*** Opening Passage shown ***

The fund Medicare uses to pay hospitals will run out in the next 15 years, and experts say there are no easy answers to solve it.
The independent Board of Trustees for Medicare found the trust fund used for Medicare payments to hospitals would become insolvent in 2030 unless something is done. The board issued its annual report to Congress on the entitlement program's finances on Wednesday.
As in prior years, the trustees found that the fund isn't properly financed over the next decade. Last year's report also pegged 2030 as the date the fund will become insolvent.
However, the fund could run dry as early as 2022 if spending is higher than estimated, the report said.
The fund covers hospital insurance benefits. It doesn't affect Medicare Part B, which covers payments to physicians, or Medicare Part C, which is commonly known as Medicare Advantage.
The verdict is still out on how to solve the problem, said Juliette Cubanski, associate director of Medicare policy for the Kaiser Family Foundation.

*** Closing Passage shown ***
*** Opening Excerpted data ***

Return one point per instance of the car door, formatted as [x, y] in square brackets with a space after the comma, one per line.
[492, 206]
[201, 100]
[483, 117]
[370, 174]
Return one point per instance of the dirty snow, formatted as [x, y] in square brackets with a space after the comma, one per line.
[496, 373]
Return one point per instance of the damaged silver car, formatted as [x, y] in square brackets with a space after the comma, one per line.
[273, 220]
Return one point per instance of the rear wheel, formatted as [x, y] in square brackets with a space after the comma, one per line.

*** Closing Excerpted data ***

[Required work]:
**a)** List every distinct number that appears in the Medicare passage above, each only once.
**b)** Transcribe the Medicare passage above from "The fund Medicare" up to and including "as Medicare Advantage.".
**c)** Answer these questions from the Medicare passage above.
(i) What benefits does the fund cover?
(ii) On what day did the board issue its annual report to Congress?
(iii) What position does Juliette Cubanski hold?

[Solutions to the tasks]:
**a)**
15
2030
2022

**b)**
The fund Medicare uses to pay hospitals will run out in the next 15 years, and experts say there are no easy answers to solve it.
The independent Board of Trustees for Medicare found the trust fund used for Medicare payments to hospitals would become insolvent in 2030 unless something is done. The board issued its annual report to Congress on the entitlement program's finances on Wednesday.
As in prior years, the trustees found that the fund isn't properly financed over the next decade. Last year's report also pegged 2030 as the date the fund will become insolvent.
However, the fund could run dry as early as 2022 if spending is higher than estimated, the report said.
The fund covers hospital insurance benefits. It doesn't affect Medicare Part B, which covers payments to physicians, or Medicare Part C, which is commonly known as Medicare Advantage.

**c)**
(i) Hospital insurance benefits.
(ii) Wednesday.
(iii) Associate director of Medicare policy for the Kaiser Family Foundation.